##### RECORDS TO USE #####

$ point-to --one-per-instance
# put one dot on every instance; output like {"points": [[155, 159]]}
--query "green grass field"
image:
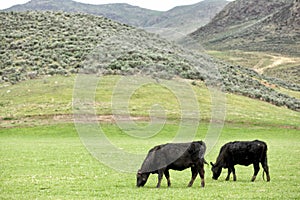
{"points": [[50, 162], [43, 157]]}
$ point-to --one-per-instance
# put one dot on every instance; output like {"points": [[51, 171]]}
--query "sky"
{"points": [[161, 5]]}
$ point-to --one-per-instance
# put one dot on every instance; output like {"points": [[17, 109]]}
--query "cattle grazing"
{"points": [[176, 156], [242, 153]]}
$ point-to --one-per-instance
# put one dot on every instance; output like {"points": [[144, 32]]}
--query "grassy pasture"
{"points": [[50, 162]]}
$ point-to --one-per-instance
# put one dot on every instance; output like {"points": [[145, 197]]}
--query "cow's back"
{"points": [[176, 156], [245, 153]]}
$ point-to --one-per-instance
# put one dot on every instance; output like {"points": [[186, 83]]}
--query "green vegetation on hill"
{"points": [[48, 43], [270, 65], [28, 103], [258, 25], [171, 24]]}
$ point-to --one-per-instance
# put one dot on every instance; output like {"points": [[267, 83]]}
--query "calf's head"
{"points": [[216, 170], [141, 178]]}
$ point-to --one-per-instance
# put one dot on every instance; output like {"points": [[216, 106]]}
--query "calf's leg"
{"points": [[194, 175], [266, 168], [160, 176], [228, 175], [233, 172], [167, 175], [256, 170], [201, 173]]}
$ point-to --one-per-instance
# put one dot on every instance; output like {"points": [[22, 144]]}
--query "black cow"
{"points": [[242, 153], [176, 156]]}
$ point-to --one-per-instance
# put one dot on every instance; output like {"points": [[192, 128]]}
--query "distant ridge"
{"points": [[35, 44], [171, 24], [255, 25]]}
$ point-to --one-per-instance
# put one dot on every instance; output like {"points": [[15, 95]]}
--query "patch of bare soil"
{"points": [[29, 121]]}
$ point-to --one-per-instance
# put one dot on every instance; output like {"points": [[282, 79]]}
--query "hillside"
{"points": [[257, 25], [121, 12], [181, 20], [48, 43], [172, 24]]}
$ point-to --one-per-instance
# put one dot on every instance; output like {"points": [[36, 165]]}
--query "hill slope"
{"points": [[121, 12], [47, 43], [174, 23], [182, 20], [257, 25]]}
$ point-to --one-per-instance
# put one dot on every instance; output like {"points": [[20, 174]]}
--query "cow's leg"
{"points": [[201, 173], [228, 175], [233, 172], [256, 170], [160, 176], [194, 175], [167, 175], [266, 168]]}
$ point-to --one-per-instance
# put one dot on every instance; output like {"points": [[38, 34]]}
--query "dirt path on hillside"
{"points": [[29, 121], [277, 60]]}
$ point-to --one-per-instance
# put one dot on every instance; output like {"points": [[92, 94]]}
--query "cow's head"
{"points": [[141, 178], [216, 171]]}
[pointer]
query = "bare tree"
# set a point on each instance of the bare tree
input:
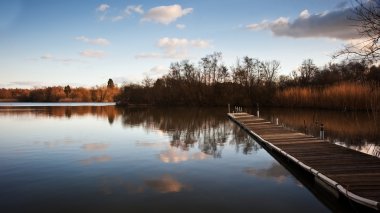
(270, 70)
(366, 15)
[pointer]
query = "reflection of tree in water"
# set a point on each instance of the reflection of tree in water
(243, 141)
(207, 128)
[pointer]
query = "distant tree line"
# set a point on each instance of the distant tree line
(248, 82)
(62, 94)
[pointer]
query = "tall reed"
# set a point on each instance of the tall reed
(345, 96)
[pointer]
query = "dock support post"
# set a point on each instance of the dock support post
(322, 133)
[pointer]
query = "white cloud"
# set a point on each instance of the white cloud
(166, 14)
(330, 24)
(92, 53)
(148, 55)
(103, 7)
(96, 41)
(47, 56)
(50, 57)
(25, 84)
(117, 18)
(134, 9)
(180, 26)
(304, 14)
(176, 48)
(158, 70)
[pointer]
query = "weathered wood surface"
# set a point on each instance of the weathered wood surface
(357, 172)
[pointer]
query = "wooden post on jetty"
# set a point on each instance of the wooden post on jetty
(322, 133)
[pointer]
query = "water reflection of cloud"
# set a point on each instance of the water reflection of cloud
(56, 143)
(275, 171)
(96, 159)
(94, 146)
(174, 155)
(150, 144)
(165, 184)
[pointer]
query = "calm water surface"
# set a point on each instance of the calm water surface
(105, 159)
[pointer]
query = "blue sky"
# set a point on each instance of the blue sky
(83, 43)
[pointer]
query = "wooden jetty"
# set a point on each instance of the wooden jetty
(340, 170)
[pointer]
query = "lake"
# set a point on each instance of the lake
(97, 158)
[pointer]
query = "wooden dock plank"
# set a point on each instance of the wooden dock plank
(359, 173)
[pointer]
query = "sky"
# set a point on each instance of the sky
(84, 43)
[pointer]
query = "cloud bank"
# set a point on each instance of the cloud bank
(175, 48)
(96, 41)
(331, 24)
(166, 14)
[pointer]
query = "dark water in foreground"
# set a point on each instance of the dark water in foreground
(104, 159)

#####
##### RECORDS TO USE #####

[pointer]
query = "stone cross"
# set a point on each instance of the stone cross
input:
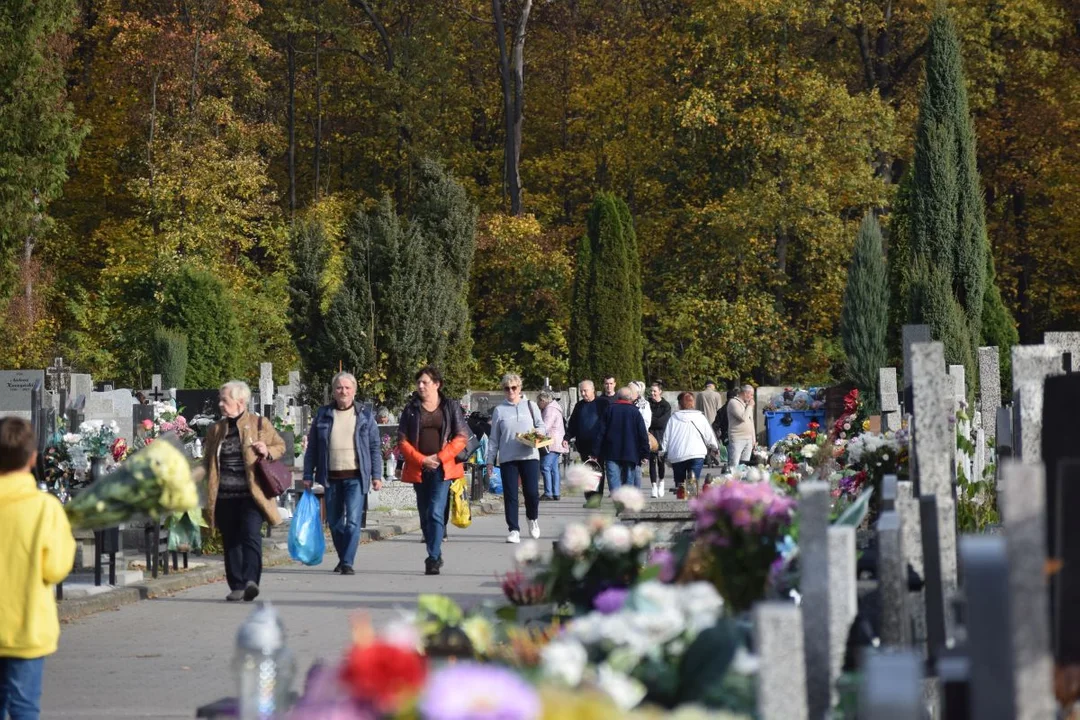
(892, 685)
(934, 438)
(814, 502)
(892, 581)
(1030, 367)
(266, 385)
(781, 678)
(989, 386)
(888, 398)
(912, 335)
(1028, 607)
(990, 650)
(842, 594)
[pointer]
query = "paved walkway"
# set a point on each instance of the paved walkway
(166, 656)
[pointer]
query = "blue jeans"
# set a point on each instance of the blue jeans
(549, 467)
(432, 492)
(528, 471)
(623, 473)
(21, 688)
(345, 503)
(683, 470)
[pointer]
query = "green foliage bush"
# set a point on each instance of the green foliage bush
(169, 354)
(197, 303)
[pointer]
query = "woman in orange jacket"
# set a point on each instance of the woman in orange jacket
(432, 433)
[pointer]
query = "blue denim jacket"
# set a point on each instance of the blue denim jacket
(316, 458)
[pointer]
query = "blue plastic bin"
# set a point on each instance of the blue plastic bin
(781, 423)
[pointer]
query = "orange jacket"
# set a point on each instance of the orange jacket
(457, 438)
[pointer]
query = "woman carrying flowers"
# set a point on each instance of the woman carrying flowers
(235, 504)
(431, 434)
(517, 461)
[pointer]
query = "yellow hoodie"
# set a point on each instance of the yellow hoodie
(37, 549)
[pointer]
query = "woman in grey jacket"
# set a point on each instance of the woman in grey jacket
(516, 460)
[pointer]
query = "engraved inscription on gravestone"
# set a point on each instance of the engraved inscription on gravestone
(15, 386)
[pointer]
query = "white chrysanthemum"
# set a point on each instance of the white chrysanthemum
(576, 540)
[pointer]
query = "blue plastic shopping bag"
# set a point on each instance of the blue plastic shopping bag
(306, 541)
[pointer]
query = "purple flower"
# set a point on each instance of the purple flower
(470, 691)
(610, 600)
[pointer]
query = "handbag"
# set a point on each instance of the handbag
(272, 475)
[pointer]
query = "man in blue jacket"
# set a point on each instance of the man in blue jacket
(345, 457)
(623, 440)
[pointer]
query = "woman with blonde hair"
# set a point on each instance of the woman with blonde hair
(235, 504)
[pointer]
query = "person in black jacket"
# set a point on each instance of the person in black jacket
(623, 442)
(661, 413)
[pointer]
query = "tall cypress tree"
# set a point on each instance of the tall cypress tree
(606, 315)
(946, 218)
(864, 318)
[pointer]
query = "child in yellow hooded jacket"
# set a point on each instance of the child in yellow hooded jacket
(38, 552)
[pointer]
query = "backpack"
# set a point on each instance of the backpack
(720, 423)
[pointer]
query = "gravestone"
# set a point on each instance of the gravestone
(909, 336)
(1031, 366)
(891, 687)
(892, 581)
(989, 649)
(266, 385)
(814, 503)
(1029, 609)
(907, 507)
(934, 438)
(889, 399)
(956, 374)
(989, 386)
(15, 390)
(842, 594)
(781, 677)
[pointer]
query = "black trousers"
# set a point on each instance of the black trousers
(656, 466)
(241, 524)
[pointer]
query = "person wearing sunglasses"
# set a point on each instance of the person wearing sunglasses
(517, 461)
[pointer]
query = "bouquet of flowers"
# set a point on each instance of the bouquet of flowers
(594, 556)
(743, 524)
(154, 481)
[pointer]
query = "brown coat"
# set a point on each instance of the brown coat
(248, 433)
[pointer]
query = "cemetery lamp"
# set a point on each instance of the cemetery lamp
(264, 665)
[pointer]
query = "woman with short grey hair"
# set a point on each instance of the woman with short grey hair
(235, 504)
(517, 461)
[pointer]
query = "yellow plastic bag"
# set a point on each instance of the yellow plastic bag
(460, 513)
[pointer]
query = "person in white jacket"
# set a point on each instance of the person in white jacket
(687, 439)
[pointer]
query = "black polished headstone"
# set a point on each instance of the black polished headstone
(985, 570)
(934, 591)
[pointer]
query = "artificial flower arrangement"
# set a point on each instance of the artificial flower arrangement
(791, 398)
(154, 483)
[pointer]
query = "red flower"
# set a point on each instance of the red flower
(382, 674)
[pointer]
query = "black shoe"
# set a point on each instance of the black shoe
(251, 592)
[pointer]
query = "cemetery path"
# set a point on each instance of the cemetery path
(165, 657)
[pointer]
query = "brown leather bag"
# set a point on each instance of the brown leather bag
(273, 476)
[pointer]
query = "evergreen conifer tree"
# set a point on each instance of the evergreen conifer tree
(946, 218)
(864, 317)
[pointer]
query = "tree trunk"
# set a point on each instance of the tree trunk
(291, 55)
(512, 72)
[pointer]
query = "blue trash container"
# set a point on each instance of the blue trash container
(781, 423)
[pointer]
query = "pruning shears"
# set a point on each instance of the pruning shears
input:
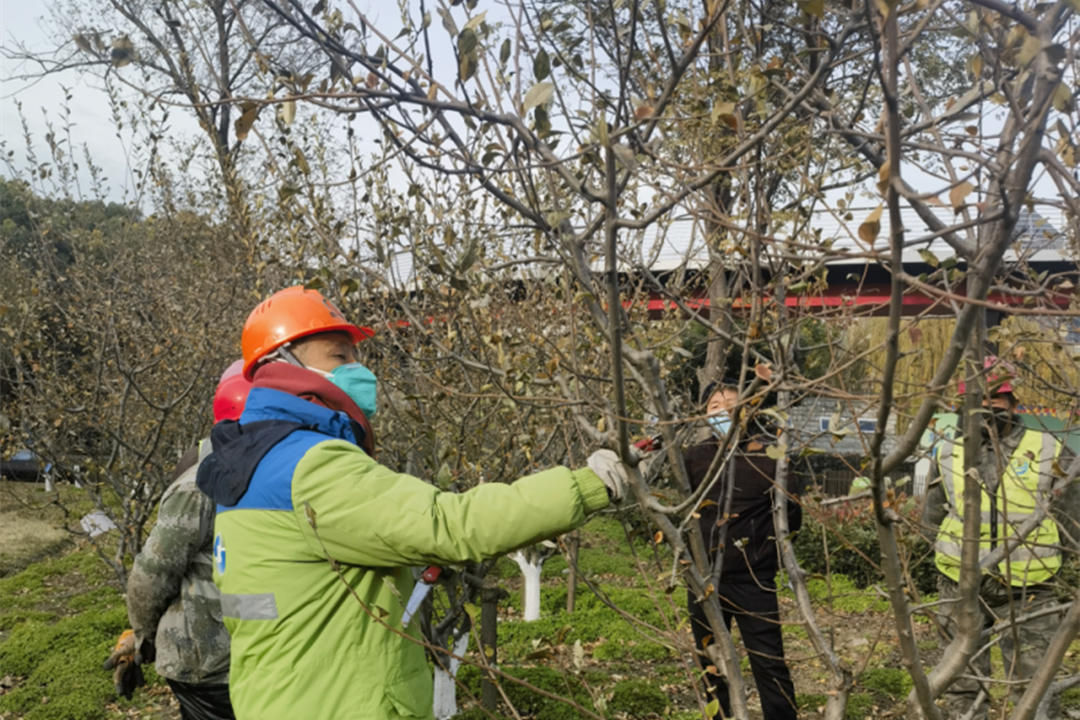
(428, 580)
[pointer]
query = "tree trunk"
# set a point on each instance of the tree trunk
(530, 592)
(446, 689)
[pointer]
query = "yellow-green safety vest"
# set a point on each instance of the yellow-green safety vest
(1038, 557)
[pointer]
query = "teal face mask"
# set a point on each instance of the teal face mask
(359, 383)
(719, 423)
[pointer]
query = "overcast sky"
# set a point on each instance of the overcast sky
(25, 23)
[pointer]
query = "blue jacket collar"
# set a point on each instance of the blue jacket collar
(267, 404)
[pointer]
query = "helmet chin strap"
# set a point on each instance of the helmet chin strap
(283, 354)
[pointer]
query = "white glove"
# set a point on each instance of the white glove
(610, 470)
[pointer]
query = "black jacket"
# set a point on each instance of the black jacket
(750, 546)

#####
##### RECORDS TO USE #####

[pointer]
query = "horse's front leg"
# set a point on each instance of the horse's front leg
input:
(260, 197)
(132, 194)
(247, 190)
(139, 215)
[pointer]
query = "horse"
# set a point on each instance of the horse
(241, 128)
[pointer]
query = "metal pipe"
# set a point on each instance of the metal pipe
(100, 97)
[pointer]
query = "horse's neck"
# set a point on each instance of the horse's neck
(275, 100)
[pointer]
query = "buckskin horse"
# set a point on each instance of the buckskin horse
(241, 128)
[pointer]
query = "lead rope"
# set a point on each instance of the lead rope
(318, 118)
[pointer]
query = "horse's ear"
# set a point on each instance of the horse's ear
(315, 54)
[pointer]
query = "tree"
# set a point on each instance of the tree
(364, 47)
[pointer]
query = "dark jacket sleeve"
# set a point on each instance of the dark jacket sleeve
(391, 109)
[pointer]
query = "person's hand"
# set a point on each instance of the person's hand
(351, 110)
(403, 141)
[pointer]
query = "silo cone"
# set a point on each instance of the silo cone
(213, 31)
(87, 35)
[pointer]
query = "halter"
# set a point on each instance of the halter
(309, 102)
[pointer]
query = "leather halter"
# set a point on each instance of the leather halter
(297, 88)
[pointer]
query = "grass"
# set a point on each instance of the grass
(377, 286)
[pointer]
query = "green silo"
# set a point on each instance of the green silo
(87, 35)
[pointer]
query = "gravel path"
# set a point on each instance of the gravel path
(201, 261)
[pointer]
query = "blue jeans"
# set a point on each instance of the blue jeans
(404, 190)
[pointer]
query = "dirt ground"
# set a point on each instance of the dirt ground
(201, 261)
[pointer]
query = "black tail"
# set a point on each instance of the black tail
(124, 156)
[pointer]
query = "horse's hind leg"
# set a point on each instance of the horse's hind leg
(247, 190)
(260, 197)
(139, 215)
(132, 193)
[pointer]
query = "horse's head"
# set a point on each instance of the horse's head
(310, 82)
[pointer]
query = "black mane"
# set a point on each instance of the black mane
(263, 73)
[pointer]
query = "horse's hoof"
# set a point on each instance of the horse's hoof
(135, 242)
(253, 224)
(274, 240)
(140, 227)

#####

EXERCISE AIM> Provide a count of the lines in the data above that include the word "pruning", stating the number alone.

ANSWER SPACE> 2